## start READING PASSAGE

But can teen authors really write? This article says yes. “Teenagers, after all, are forever sending text and instant messages. They spend hours updating blogs and keeping online journals. The discipline that adult wannabes fight so hard to master in night classes and writing colonies — the need to write, write and write some more — comes effortlessly to many teens. For them, daily life on the Internet has become an almost natural prelude to the writing of short stories, essays and novels.”

One LJ friend makes her case: “Why should I have to wait years to get a book deal?” asked robbiewriter, author of the novel Better Than Yesterday, which will be published by Delacorte in 2007. “I mean, I’ve been writing since I was in the eighth grade. I felt that I had something to say.”

But some industry experts say teen writers are gifted exceptions. “Until our educational system gets better we won’t see much of this,” said E. Lockhart, who wrote The Boyfriend List (required  reading for Lauren’s class) and Fly on the Wall: How One Girl Saw Everything.”

I find Lockhart’s success story comforting. “It took me until I was at least 30 to write a publishable book,” she says, “and 38 to write a decent book.” “Some people are prodigies, God love them, but it’s not that common. Fiction takes time to do well.”

Some authors suggest that, when it comes to writing, it’s all about talent and discipline rather than age. “I don’t see a huge talent difference between one age group or another,” said Kaavya Viswanathan, author of How Opal Mehta Got Kissed, Got Wild, and Got a Life. “It all comes down to who has the dedication to sit down every day and put something on paper. It all starts from there.”

I’m trying out this genre of writing, mainly because it sounds like a lot of fun. It’ll encourage me to see the world from a different vantage point, and I believe it’ll improve my overall writing skills, too. But whatever an author’s age or reason for writing YA, there’s no doubt that there’s a market for good work. 

According to Getlin, “While revenue in other sectors of the book industry remains flat, YA is booming… A key reason for the success of YA books, which run the gamut from romances to mysteries, thrillers to self-help, religion to sports, is that there are far more teenagers than there were 15 years ago. They’re part of the 12- to 21-year-old demographic that spends a staggering $170 billion annually on entertainment, including books.” I gotta admit it: that’s motivation, too.

You can read the whole article here.


  1. Well, I wrote and revised my first novel when I was 13-15, and it was *almost* picked up by a Canadian publisher…and it still took me another ten years and string of practice novels to learn how to write a book that, as one writer so succinctly put it, “really hangs together”. And that is just the way it is. Even a musical prodigy (which I am not, by the way)doesn’t sit down at the piano knowing exactly how to play it; some instruction and practice is involved. (I mean, did you *read* the ENTERTAINMENT WEEKLY book review of Paolini’s Eragon sequel? One of the most brutal reviews I’ve ever read. And no writer I know of takes the kid very seriously as an actual writer…)

## end READING PASSAGE
## start AVAILABLE RECORDS

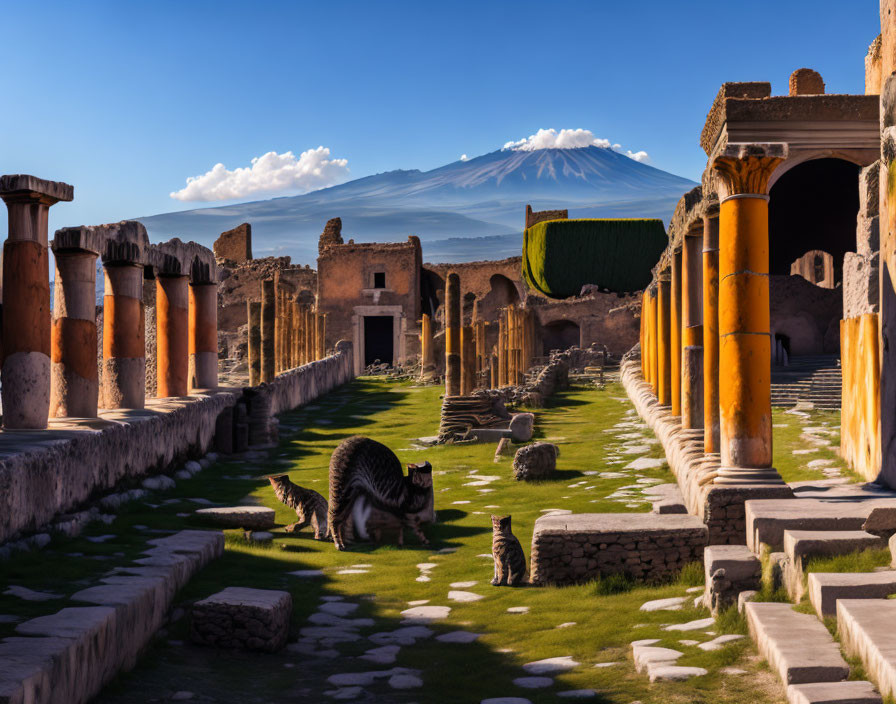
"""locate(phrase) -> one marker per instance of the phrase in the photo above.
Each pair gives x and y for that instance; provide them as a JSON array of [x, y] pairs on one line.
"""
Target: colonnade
[[283, 333], [49, 366], [708, 310]]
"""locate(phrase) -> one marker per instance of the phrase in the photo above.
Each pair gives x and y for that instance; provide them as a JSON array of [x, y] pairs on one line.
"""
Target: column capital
[[745, 169]]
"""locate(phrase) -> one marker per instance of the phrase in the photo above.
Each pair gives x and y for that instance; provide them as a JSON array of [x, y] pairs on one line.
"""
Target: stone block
[[242, 618], [537, 461], [245, 517]]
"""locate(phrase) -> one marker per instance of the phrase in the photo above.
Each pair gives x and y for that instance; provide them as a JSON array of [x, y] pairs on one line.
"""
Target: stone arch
[[560, 335]]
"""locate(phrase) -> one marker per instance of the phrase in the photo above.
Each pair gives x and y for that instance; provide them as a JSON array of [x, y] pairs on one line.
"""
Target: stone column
[[692, 330], [172, 335], [267, 330], [711, 437], [74, 376], [452, 335], [203, 369], [664, 340], [675, 345], [744, 327], [26, 299], [124, 348], [254, 313]]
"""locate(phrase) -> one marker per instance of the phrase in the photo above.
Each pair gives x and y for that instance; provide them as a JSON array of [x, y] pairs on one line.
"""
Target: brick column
[[124, 348], [172, 335], [452, 335], [267, 330], [744, 327], [26, 299], [254, 314], [74, 377], [203, 336], [692, 330], [711, 433]]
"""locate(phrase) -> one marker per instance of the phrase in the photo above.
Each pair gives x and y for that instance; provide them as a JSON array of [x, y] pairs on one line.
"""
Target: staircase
[[813, 378]]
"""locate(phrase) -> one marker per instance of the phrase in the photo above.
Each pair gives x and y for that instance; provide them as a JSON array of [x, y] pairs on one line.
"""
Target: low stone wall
[[577, 548], [70, 655], [720, 507]]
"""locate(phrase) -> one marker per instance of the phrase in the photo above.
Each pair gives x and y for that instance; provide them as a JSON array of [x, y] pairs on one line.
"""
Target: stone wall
[[581, 547]]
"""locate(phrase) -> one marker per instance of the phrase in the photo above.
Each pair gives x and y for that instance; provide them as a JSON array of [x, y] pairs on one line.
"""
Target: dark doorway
[[378, 340]]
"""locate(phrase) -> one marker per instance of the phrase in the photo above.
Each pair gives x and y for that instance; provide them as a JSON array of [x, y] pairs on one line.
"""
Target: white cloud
[[269, 173], [570, 139]]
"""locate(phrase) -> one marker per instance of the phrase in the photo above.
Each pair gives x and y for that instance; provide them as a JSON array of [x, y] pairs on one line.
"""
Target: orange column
[[711, 438], [203, 342], [664, 340], [124, 333], [692, 330], [26, 299], [744, 327], [172, 336], [675, 335]]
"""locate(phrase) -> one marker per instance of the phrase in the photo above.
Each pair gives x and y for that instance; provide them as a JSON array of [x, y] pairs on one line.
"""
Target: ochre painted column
[[26, 299], [664, 340], [452, 335], [675, 334], [744, 327], [124, 334], [254, 314], [74, 378], [172, 335], [711, 432], [692, 330], [203, 369], [267, 330]]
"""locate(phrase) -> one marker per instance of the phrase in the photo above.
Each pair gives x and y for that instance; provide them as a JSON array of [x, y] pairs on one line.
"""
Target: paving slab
[[866, 629], [797, 646], [826, 588]]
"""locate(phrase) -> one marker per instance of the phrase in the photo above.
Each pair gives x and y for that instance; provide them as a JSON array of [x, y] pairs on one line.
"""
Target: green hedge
[[561, 256]]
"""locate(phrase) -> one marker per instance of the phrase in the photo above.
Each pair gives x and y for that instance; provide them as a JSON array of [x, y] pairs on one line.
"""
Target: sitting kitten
[[510, 561], [366, 476], [310, 506]]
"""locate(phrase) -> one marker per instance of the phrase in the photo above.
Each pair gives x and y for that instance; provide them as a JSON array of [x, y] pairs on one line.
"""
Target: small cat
[[310, 506], [510, 561], [365, 476]]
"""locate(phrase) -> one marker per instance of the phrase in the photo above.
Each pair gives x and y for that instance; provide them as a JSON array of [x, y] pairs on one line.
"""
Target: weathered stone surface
[[536, 461], [854, 692], [246, 517], [797, 646], [826, 588], [567, 549], [243, 618]]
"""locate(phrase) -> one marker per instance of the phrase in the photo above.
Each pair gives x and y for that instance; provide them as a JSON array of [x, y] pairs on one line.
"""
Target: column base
[[747, 475]]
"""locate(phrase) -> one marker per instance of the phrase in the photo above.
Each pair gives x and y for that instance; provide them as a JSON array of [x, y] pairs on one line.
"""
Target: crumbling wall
[[234, 246]]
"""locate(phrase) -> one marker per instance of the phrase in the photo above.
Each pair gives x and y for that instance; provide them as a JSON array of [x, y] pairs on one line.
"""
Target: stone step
[[826, 588], [767, 519], [855, 692], [797, 646], [867, 630], [801, 545]]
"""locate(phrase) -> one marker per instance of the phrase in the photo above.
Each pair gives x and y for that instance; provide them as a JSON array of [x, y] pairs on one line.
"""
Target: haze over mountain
[[463, 211]]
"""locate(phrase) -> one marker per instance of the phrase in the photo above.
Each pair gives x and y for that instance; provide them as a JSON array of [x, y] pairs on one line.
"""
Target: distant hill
[[462, 211]]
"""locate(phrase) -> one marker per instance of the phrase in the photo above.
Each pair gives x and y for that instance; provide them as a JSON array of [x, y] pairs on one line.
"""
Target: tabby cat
[[310, 506], [366, 476], [510, 562]]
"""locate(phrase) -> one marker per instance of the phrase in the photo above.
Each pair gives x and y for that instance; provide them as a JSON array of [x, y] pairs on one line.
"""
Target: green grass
[[605, 613]]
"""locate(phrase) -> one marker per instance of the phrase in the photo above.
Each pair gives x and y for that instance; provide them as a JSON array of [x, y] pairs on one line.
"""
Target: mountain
[[463, 211]]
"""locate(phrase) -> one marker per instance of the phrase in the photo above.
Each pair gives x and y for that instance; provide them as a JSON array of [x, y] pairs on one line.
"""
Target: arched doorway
[[560, 335]]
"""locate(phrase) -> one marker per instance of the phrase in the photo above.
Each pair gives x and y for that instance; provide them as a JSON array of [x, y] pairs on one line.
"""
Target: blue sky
[[126, 100]]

## end AVAILABLE RECORDS

- _WHAT THIS EXERCISE ASKS_:
[1] According to the passage on teen authors, how much does the 12- to 21-year-old demographic spend each year on entertainment, including books?
[2] List every line of the records that contains the word "green".

- _SOLUTIONS TO EACH TASK_:
[1] It spends $170 billion annually.

[2]
Target: green hedge
Target: green grass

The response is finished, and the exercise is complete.